• [What you are asked to do] From the listing, collect all lines containing the word "wall".

• [Given information]

◆ ◆ ◆

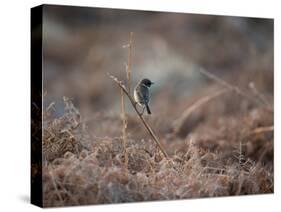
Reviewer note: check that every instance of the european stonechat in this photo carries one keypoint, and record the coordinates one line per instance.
(142, 95)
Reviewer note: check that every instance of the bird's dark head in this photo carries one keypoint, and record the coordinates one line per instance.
(146, 82)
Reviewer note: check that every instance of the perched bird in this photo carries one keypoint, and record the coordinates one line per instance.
(142, 95)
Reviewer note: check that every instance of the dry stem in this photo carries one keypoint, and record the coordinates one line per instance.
(123, 115)
(121, 85)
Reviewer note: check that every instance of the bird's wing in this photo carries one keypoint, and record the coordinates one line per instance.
(145, 93)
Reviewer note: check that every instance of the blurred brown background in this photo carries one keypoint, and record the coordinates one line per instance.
(80, 45)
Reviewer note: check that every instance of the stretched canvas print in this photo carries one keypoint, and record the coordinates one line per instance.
(131, 106)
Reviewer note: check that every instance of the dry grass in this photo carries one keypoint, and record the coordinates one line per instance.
(201, 167)
(207, 146)
(227, 155)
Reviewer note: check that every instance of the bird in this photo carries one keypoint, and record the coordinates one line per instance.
(142, 94)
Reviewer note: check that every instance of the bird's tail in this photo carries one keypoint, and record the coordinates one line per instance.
(147, 109)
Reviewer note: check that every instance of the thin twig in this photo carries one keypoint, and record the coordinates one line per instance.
(121, 85)
(123, 115)
(262, 130)
(129, 64)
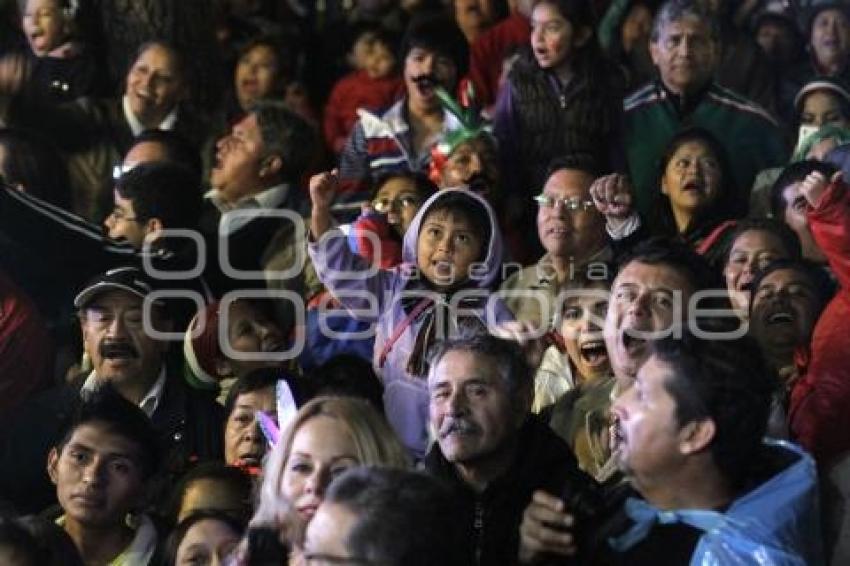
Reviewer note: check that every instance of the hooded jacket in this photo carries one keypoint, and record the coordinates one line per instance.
(776, 523)
(491, 519)
(391, 298)
(818, 412)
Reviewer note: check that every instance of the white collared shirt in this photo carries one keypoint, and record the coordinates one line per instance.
(149, 402)
(136, 125)
(268, 199)
(141, 548)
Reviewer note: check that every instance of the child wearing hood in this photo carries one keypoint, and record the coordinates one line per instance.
(451, 259)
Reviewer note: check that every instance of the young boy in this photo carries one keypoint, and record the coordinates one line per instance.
(580, 415)
(61, 69)
(451, 258)
(374, 84)
(101, 470)
(395, 201)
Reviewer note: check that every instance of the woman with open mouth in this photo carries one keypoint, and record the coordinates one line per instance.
(696, 188)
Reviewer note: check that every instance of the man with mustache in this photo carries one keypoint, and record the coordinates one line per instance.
(649, 300)
(685, 48)
(704, 486)
(102, 467)
(435, 53)
(124, 351)
(489, 446)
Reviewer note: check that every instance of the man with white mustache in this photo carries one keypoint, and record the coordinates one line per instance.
(126, 354)
(489, 446)
(649, 300)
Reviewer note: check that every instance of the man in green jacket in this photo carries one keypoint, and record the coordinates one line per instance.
(685, 49)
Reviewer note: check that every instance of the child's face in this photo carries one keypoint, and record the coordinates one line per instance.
(581, 326)
(361, 51)
(44, 25)
(399, 200)
(256, 75)
(98, 476)
(448, 245)
(379, 62)
(553, 38)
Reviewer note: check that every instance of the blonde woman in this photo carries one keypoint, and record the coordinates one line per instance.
(327, 436)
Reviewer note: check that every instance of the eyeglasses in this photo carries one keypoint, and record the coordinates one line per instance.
(385, 204)
(119, 214)
(318, 559)
(102, 318)
(571, 204)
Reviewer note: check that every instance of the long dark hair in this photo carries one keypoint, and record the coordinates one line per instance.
(721, 208)
(579, 13)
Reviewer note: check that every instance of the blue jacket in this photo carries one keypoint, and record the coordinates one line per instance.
(775, 524)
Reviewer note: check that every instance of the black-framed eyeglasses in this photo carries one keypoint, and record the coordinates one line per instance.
(119, 170)
(320, 559)
(384, 205)
(571, 204)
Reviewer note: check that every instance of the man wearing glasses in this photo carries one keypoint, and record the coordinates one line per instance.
(572, 233)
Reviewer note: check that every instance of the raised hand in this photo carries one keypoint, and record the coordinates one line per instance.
(323, 189)
(815, 184)
(14, 71)
(613, 196)
(545, 528)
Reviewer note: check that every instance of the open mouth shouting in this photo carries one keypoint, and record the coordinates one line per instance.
(632, 343)
(426, 85)
(593, 353)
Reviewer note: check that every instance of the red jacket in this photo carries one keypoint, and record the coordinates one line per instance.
(820, 401)
(353, 91)
(26, 351)
(488, 53)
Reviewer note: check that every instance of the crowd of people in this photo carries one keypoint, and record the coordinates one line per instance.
(271, 290)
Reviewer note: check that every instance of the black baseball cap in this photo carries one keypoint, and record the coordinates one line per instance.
(130, 279)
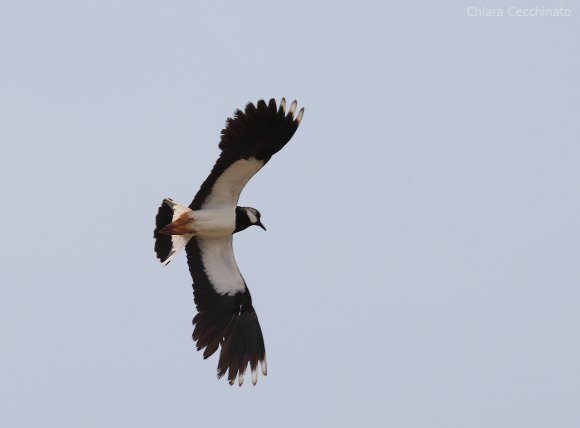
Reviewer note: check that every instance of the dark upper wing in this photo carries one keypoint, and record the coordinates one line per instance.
(225, 315)
(248, 141)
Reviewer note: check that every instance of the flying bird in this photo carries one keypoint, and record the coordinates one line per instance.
(225, 316)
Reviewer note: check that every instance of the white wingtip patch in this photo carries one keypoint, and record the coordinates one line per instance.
(254, 376)
(300, 114)
(264, 367)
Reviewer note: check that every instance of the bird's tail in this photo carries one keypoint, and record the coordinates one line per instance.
(167, 245)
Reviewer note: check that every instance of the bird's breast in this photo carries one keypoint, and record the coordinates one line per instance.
(214, 222)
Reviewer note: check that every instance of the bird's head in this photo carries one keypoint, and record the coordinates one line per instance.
(246, 217)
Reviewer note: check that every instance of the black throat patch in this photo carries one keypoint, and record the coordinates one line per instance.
(242, 220)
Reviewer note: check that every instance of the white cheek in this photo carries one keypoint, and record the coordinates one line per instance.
(252, 217)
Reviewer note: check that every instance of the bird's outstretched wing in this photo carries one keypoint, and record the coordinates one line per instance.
(248, 141)
(226, 317)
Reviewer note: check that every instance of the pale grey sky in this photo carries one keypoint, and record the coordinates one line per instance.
(421, 265)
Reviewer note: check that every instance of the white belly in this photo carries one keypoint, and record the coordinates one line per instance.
(213, 223)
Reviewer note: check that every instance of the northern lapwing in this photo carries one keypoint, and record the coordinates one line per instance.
(225, 315)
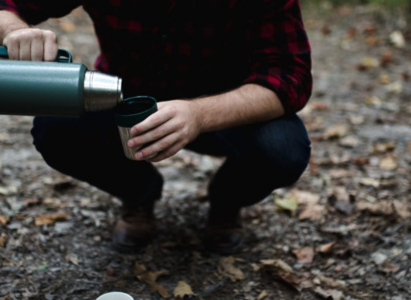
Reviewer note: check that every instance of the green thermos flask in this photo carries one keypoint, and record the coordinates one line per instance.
(59, 88)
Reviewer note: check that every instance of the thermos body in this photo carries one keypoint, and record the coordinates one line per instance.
(46, 88)
(58, 88)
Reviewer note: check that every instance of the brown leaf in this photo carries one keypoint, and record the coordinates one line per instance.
(226, 268)
(50, 219)
(139, 269)
(390, 267)
(402, 209)
(369, 182)
(3, 220)
(383, 147)
(281, 270)
(150, 278)
(286, 203)
(330, 282)
(386, 59)
(388, 163)
(262, 295)
(182, 289)
(326, 248)
(304, 255)
(336, 131)
(329, 294)
(2, 240)
(314, 212)
(384, 79)
(382, 207)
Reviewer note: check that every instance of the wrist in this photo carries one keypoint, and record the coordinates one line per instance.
(195, 108)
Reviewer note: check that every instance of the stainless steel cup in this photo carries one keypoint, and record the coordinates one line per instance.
(129, 113)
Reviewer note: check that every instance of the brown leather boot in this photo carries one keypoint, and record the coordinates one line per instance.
(134, 229)
(223, 232)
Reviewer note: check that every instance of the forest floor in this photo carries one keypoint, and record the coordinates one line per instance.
(341, 232)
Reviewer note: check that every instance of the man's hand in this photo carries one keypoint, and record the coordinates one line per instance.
(31, 44)
(173, 126)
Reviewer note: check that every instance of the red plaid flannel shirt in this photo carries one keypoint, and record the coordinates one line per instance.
(188, 48)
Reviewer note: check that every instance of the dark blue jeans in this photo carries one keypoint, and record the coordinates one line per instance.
(259, 158)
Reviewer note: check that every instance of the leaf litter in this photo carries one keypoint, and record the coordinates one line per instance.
(341, 232)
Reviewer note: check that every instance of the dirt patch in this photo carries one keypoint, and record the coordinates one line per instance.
(341, 232)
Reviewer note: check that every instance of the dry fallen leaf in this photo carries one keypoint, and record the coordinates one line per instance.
(325, 248)
(50, 219)
(304, 197)
(369, 182)
(226, 268)
(287, 203)
(397, 38)
(2, 240)
(402, 209)
(262, 295)
(329, 294)
(314, 212)
(3, 220)
(337, 131)
(380, 147)
(140, 271)
(305, 255)
(388, 163)
(182, 289)
(281, 270)
(382, 207)
(330, 282)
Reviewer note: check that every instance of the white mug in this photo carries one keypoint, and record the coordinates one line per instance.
(115, 296)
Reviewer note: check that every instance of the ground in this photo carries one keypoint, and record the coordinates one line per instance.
(341, 232)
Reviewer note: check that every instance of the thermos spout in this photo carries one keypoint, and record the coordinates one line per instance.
(101, 91)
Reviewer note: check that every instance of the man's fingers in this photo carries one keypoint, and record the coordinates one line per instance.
(50, 45)
(31, 44)
(25, 50)
(37, 50)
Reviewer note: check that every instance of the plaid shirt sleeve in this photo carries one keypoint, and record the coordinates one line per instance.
(35, 12)
(281, 55)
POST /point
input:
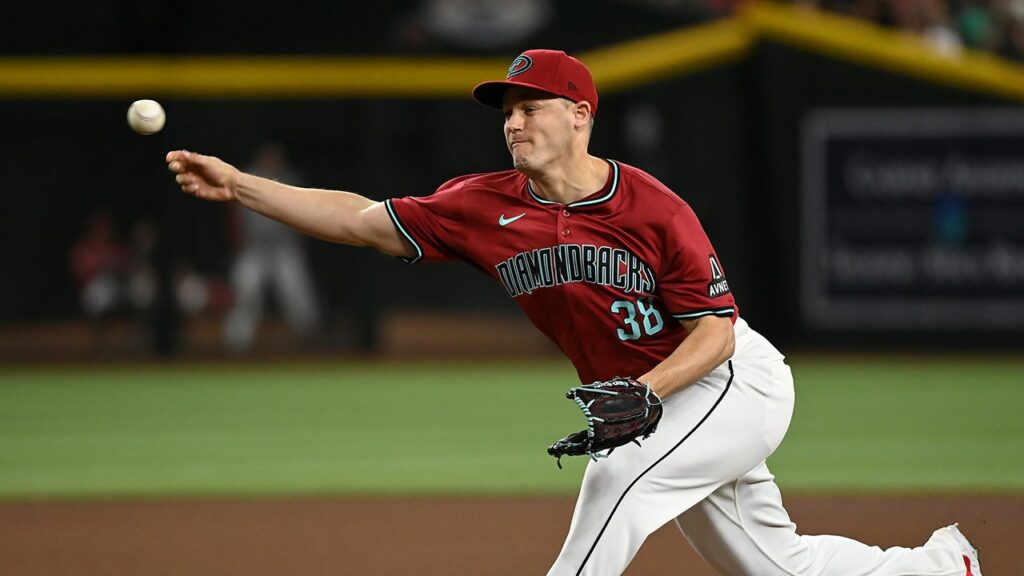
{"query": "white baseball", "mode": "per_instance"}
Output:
(146, 117)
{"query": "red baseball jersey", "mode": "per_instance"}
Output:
(607, 278)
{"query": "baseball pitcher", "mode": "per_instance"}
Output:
(683, 401)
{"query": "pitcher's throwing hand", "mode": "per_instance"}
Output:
(204, 176)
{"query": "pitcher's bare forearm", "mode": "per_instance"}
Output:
(333, 215)
(336, 216)
(711, 341)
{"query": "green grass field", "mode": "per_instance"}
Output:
(882, 423)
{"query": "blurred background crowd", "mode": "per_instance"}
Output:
(991, 26)
(122, 262)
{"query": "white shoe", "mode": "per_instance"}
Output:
(969, 552)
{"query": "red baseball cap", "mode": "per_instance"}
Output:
(549, 71)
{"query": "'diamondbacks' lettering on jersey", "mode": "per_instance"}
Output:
(607, 278)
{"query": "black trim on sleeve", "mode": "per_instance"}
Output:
(725, 313)
(728, 384)
(401, 229)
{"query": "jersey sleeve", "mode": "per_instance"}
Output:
(693, 282)
(433, 224)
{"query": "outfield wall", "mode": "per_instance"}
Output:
(718, 112)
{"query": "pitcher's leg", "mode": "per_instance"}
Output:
(742, 530)
(705, 439)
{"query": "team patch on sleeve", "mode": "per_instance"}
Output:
(718, 286)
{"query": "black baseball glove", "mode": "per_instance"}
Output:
(617, 411)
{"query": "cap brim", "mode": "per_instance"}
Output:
(493, 93)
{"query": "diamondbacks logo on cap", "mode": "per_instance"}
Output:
(520, 65)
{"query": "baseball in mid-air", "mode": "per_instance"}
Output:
(146, 117)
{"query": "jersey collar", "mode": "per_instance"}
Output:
(591, 202)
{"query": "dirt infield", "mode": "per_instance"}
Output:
(426, 537)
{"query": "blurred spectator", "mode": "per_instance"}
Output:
(994, 26)
(268, 255)
(97, 263)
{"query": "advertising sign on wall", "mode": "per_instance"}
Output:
(912, 218)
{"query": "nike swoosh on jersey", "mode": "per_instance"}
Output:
(503, 221)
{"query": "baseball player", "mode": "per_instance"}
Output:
(615, 269)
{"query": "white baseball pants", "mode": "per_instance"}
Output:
(705, 467)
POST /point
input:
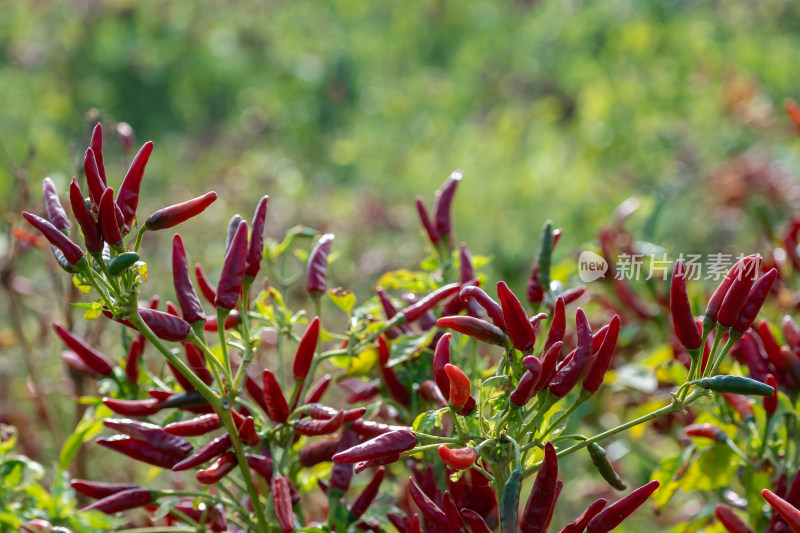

◆ ◆ ◆

• [Problem solution]
{"query": "outfield wall", "mode": "per_instance"}
{"query": "advertising sign on wall", "mode": "per_instance"}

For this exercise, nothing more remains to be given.